## Exercices à faire
1 - Répondez aux questions suivantes à partir de l'article sur les incendies du Coiron :
(a) Quelle surface les feux ont-ils ravagée au total ?
(b) Quels animaux Thierry et Laurent Guérin élèvent-ils ?
(c) Selon Laurent Guérin, combien d'hectares ont brûlé sur leurs terres ?
2 - Recopiez sans rien changer le passage de l'article sur les incendies qui commence par « Les feux qui » et s'achève sur « Laurent Guérin. Témoignage. ».
3 - Poursuivez l'article sur les incendies du Coiron à partir de sa dernière phrase.

## Extrait du document
════

INCENDIES
« L’image des flammes me restera toute ma vie »

Les feux qui ont ravagé 1200 ha, du Coiron à Vogüé, laissent derrière eux des paysages dévastés et des traces indélébiles dans les esprits. Si aucune victime humaine n’est à déplorer, certains y ont perdu des terres, comme Thierry et Laurent Guérin. Témoignage.

« L’image des flammes me restera toute ma vie »
Thierry Guérin et son fils Laurent, en cours d'installation, devant le paysage dévasté par les feux.

Une odeur de brûlé, de la poussière et des cendres. C’est tout ce qu’il reste du flanc de colline sur lequel Thierry et Laurent Guérin, ont des terres. Tous deux élèvent vaches et brebis allaitantes, entre Darbres, Freyssenet et Saint-Gineys-en-Coiron. « En tout, 22 ha ont brûlé, indique Laurent Guérin. Ce n’étaient pas des terrains exploités, mais les vaches y passaient, et on y avait nettoyé deux zones il y a peu. Tout a été emporté par les flammes, y compris les clôtures, ce qui est le plus embêtant. Sans parler de la végétation… »

════

## Extrait de données

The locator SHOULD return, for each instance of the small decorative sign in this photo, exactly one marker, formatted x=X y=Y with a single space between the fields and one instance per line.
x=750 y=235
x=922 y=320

════

## Réponses fournies
1 -
(a) 1200 ha, du Coiron à Vogüé.
(b) Des vaches et des brebis allaitantes.
(c) 22 ha.

2 -
Les feux qui ont ravagé 1200 ha, du Coiron à Vogüé, laissent derrière eux des paysages dévastés et des traces indélébiles dans les esprits. Si aucune victime humaine n’est à déplorer, certains y ont perdu des terres, comme Thierry et Laurent Guérin. Témoignage.

3 -
Par chance, ce jour-là, le troupeau n’était pas dans ce secteur. Lorsque le feu s’est déclaré, mercredi 27 août au matin, père et fils étaient au bâtiment en train de trier les animaux. « Un voisin nous a appelé pour nous prévenir. On s’est précipité sur le terrain où des flammes gigantesques étaient en train de tout ravager, explique Thierry Guérin. À ce moment-là, ma plus grande crainte était que le feu ne saute le plateau et gagne le versant de Darbres. Il s’en est fallu de peu. Et là, ç’aurait été catastrophique… » S’en est suivie une journée cauchemardesque à combattre les flammes : « Des voisins et collègues sont venus nous aider, on a réussi à tenir le feu avec des pelles. Un camion est rapidement arrivé sur place, qu’on a ravitaillé avec une tonne à eau. Puis 3 autres camions sont intervenus, qu’on a guidé sur le terrain. » Laurent Guérin poursuit : « On avait l’impression que ça n’allait pas s’arrêter. D’ailleurs, à la fin de la journée, le réservoir d’eau de Freyssenet avait été quasiment vidé par tous les ravitaillements. Le feu a pu être fixé en fin d’après-midi. Il y a eu une reprise le lendemain, mais on a pu la maîtriser. »

« Il faudra 30 ans pour que la nature reprenne ses droits »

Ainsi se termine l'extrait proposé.